TRAVAIL À FAIRE> Recopiez les lignes depuis le début jusqu'à celle qui contient « [0,482,1112,814] » incluse, en substituant « folded towel » à « rolled towel » sans rien changer d'autre.

Entrées d'un jeu de données:
+-------+
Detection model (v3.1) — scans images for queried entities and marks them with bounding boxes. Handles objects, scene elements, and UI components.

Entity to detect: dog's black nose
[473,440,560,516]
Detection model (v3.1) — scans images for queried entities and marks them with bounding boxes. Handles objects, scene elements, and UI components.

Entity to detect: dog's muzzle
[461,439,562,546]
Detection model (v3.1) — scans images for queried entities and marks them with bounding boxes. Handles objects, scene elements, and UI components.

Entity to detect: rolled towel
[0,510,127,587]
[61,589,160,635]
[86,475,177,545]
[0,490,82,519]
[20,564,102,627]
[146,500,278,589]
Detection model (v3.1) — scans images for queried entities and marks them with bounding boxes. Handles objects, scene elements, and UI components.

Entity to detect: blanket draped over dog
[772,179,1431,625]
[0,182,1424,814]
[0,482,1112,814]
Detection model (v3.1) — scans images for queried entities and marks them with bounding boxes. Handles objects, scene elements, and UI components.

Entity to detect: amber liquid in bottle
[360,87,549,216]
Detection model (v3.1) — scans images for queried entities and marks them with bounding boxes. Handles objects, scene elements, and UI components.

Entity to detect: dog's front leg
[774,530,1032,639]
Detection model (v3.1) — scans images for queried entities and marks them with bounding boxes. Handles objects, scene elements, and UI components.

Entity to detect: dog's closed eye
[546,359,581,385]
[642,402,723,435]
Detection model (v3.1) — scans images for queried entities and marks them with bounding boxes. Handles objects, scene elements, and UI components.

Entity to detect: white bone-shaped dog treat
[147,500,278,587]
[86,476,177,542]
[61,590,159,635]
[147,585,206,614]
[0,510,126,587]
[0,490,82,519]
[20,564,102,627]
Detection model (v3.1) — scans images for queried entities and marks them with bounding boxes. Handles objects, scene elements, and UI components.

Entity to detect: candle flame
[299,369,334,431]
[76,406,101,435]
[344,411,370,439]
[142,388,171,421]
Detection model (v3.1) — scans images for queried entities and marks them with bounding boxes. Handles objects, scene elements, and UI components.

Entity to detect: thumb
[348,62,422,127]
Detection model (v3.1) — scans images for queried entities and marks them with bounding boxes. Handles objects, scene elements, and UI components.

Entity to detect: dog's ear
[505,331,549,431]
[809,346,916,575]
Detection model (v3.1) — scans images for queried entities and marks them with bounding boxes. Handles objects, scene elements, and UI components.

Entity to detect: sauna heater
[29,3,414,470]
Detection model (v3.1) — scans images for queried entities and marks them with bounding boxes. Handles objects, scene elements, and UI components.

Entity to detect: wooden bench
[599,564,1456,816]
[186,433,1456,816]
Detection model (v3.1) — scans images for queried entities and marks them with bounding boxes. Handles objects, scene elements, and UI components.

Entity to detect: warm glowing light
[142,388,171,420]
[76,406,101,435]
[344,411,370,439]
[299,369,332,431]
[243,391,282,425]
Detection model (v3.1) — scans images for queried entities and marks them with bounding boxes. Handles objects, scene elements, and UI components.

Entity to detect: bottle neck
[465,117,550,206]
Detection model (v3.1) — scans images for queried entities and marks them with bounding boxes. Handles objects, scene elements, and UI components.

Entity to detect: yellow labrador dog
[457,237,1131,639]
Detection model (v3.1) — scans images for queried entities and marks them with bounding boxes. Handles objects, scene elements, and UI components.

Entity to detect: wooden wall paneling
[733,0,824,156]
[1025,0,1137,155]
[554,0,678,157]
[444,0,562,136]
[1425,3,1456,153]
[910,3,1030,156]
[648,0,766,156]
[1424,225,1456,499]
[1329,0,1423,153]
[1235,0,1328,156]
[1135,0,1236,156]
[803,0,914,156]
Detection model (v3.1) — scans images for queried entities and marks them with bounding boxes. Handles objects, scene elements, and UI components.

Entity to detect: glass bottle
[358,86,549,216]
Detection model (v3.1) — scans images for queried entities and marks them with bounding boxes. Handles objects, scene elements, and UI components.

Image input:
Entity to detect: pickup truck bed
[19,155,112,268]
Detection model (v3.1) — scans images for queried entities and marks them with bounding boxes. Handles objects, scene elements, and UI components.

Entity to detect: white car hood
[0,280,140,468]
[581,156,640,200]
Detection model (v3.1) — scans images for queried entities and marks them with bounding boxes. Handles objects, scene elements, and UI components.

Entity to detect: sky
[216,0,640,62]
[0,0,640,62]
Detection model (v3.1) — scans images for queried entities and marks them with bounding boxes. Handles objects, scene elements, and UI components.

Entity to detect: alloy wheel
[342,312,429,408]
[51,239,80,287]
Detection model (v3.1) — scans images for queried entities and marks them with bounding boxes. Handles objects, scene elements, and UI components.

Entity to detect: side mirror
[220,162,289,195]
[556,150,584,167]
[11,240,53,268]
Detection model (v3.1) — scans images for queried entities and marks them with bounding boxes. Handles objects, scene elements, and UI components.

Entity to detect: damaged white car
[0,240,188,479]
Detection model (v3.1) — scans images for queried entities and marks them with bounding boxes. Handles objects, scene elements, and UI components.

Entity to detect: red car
+-------+
RÉPONSE CI-DESSOUS>
Detection model (v3.1) — scans images for queried entities and marks them with bounding boxes. Handles objects, scene elements, and UI components.

Entity to detect: dog's black nose
[473,440,560,516]
Detection model (v3.1) — scans images for queried entities and marks them with bounding boxes. Handles objects, scene elements, and UI components.

Entity to detect: dog's muzzle
[461,439,562,546]
Detection model (v3.1) — scans images for queried entities and marks them with bounding boxes. Handles objects, scene elements, and UI components.

Entity to detect: folded towel
[0,510,127,587]
[61,589,160,635]
[86,475,177,545]
[0,490,82,519]
[20,564,102,627]
[146,500,278,589]
Detection model (v3.1) — scans images for queried entities and marks them with bounding boxes. Handles objects, scene elements, and UI components.

Entity to detect: blanket draped over dog
[772,179,1431,625]
[0,182,1424,814]
[0,482,1112,814]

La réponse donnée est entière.